--- begin ---
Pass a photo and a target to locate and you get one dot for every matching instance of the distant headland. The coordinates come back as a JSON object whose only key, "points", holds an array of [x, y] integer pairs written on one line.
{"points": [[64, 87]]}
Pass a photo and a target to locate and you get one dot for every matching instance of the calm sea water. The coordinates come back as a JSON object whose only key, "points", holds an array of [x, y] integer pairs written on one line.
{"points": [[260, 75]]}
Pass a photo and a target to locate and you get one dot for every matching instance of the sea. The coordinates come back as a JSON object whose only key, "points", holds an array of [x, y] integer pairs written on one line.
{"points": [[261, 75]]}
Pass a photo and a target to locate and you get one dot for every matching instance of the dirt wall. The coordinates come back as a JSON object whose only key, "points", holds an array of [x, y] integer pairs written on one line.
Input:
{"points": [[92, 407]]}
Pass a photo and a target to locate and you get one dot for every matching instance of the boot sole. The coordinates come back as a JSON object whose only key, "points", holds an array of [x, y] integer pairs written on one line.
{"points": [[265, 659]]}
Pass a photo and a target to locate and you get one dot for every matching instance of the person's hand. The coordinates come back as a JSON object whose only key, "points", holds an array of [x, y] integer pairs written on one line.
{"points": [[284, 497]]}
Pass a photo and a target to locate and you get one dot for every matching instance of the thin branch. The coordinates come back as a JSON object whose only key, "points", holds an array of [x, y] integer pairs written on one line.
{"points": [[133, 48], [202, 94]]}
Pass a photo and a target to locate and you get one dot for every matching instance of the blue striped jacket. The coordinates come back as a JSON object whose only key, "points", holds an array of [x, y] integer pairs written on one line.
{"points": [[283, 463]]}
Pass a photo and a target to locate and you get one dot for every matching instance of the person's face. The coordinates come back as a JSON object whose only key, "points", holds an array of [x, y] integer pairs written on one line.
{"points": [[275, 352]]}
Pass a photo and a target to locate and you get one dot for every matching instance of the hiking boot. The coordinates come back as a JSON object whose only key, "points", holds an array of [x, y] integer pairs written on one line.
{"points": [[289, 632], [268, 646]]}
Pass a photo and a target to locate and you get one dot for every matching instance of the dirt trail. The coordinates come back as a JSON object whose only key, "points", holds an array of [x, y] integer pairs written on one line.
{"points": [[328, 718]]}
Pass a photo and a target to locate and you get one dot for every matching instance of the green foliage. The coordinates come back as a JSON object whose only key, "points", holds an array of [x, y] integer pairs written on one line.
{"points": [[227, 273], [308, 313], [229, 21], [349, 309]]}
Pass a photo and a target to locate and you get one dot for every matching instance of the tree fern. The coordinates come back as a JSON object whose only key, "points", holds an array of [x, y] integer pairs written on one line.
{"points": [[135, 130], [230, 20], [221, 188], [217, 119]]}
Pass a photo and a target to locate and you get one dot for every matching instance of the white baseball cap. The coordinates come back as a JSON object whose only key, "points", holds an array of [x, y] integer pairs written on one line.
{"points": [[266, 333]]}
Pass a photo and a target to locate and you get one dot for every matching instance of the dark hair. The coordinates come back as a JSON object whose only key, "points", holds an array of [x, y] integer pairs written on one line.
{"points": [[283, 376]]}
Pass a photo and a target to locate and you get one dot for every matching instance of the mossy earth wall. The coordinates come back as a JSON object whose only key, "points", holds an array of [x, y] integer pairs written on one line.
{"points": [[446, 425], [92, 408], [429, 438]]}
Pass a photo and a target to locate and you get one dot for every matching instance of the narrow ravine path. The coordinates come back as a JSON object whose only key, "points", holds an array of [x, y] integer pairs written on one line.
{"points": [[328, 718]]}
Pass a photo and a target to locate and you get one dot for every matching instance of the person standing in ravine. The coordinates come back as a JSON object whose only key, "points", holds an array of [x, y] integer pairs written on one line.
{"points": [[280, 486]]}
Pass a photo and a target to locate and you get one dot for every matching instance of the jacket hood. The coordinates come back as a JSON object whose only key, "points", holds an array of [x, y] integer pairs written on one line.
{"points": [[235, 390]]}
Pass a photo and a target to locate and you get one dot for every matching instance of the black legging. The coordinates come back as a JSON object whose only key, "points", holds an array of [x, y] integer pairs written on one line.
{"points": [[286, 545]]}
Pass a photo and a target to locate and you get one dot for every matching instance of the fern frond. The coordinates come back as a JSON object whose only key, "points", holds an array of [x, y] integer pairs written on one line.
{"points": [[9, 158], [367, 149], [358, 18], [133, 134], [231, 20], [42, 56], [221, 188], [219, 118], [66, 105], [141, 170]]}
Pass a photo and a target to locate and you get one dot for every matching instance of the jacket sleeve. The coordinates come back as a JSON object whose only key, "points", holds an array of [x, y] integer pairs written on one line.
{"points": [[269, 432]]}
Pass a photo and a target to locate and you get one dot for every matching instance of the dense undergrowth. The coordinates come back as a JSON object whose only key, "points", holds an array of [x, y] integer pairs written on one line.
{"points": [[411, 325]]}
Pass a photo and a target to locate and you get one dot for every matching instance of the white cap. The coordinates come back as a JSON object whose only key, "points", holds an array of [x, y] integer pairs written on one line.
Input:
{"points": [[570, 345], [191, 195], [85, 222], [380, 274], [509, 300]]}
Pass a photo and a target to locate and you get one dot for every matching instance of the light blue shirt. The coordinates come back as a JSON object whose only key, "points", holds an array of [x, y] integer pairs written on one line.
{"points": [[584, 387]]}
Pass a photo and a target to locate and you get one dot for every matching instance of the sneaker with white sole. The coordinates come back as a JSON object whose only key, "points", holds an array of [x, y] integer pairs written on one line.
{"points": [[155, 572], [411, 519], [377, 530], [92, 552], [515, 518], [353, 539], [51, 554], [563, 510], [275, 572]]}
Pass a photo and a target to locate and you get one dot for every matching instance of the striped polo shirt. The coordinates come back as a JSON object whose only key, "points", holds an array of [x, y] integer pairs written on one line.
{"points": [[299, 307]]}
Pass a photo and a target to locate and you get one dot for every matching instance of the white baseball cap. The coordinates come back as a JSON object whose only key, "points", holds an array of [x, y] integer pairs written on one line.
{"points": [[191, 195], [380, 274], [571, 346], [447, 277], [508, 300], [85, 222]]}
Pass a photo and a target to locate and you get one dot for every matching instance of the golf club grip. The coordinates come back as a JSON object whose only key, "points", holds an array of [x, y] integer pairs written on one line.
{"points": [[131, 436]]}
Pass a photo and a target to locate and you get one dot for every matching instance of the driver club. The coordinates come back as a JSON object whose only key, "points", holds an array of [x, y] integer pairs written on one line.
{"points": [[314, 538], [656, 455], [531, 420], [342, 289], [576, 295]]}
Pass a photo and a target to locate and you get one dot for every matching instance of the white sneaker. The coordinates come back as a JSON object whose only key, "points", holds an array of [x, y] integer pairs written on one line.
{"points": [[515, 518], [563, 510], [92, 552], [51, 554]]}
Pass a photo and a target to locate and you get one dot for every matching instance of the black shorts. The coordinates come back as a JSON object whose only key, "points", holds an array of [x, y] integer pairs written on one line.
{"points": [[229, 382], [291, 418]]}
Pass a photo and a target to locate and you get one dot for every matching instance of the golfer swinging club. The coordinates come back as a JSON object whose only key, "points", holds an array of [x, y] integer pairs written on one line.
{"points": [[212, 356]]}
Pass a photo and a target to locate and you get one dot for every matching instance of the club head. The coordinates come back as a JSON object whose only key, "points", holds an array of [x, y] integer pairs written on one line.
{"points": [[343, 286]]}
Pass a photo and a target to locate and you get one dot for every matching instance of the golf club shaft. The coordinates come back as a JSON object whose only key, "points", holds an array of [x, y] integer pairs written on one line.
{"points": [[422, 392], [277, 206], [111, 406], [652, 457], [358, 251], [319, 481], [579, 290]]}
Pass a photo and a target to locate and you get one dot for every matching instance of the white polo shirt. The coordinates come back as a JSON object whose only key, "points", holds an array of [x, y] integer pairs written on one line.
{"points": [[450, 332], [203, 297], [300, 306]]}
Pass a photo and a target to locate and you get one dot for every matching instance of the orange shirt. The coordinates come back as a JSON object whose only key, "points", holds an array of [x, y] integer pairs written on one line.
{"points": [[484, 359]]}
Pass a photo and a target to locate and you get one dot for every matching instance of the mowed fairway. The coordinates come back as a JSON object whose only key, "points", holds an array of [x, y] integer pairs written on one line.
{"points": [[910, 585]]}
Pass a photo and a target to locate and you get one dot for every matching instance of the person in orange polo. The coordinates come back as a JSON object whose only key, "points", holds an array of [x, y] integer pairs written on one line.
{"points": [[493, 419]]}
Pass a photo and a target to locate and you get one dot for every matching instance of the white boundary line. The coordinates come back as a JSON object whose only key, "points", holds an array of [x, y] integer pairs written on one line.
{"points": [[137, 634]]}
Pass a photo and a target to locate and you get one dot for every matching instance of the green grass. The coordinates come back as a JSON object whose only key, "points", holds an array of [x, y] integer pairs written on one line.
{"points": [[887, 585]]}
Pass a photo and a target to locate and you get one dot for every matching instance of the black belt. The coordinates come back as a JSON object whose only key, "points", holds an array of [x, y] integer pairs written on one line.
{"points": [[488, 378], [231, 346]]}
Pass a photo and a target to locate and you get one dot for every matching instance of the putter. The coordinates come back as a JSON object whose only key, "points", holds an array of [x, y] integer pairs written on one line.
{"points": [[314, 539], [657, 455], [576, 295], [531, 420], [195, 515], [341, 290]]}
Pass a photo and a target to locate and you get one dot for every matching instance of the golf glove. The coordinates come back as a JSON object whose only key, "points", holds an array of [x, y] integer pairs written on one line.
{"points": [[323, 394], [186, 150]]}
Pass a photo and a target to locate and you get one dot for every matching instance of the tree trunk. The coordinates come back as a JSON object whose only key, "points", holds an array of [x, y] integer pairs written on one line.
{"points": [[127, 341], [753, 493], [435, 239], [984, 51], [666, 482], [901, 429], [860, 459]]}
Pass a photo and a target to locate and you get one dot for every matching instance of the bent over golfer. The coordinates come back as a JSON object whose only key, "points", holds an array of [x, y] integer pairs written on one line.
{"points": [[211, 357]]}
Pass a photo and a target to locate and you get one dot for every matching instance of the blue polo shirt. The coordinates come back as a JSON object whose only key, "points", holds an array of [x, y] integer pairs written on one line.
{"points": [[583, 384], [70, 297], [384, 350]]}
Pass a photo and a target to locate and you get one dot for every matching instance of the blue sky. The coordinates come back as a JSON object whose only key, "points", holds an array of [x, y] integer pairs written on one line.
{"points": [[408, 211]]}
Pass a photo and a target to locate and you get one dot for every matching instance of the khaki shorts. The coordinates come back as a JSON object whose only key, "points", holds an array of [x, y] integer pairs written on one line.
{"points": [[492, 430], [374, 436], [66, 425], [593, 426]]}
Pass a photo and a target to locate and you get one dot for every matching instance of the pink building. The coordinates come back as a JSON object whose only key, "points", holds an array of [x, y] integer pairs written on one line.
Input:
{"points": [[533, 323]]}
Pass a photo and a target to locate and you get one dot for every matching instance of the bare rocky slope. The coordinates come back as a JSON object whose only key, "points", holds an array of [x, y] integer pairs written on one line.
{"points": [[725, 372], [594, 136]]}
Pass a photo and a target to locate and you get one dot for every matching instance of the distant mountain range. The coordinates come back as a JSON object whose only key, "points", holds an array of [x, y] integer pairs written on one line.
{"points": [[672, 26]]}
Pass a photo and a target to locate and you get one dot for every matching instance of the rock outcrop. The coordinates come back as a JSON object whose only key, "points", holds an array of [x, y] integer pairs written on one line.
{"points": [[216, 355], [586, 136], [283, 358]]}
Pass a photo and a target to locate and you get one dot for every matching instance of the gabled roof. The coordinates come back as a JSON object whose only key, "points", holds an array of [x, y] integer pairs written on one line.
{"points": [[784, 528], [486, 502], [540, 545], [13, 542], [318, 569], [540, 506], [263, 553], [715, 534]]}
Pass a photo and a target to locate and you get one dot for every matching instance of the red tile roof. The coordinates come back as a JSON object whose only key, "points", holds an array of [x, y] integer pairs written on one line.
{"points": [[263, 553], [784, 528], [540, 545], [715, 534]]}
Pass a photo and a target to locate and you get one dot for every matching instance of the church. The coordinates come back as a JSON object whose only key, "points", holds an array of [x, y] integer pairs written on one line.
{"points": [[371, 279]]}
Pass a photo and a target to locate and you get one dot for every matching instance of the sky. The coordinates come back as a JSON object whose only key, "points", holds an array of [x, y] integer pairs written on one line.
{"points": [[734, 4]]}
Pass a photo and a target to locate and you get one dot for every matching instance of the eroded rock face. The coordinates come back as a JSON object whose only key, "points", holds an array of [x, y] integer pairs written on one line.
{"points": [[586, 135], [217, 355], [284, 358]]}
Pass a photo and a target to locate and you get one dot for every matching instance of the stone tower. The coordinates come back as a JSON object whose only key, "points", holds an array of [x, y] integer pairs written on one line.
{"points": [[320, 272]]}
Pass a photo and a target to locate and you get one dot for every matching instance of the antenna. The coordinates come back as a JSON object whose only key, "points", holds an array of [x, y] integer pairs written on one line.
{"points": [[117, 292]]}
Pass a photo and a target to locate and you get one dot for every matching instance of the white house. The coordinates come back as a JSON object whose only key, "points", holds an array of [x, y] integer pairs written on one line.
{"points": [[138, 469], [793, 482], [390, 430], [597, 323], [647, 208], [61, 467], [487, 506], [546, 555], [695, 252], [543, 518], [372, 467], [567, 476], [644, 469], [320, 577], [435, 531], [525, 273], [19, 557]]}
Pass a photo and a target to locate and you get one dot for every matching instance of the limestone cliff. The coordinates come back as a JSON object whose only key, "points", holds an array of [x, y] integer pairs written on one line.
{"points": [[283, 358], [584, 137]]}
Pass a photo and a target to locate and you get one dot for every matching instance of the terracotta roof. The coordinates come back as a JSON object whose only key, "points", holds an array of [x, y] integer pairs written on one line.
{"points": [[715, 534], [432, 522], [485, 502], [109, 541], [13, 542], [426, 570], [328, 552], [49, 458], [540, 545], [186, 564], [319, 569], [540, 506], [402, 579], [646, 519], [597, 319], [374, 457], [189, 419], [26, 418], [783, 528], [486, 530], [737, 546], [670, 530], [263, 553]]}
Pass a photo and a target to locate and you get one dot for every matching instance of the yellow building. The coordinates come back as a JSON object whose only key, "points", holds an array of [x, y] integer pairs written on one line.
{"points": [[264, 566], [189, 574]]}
--- end ---
Return the lines beginning at the one that contains "of the yellow" and continuing through the last line of the data, exactly as they stand and without any others.

Pass a photo and a target to locate and you get one dot for every matching instance of the yellow building. The coordinates come back as a JSON object whose only key, "points", holds an array of [x, y] integer pairs written on one line.
{"points": [[264, 566], [189, 574]]}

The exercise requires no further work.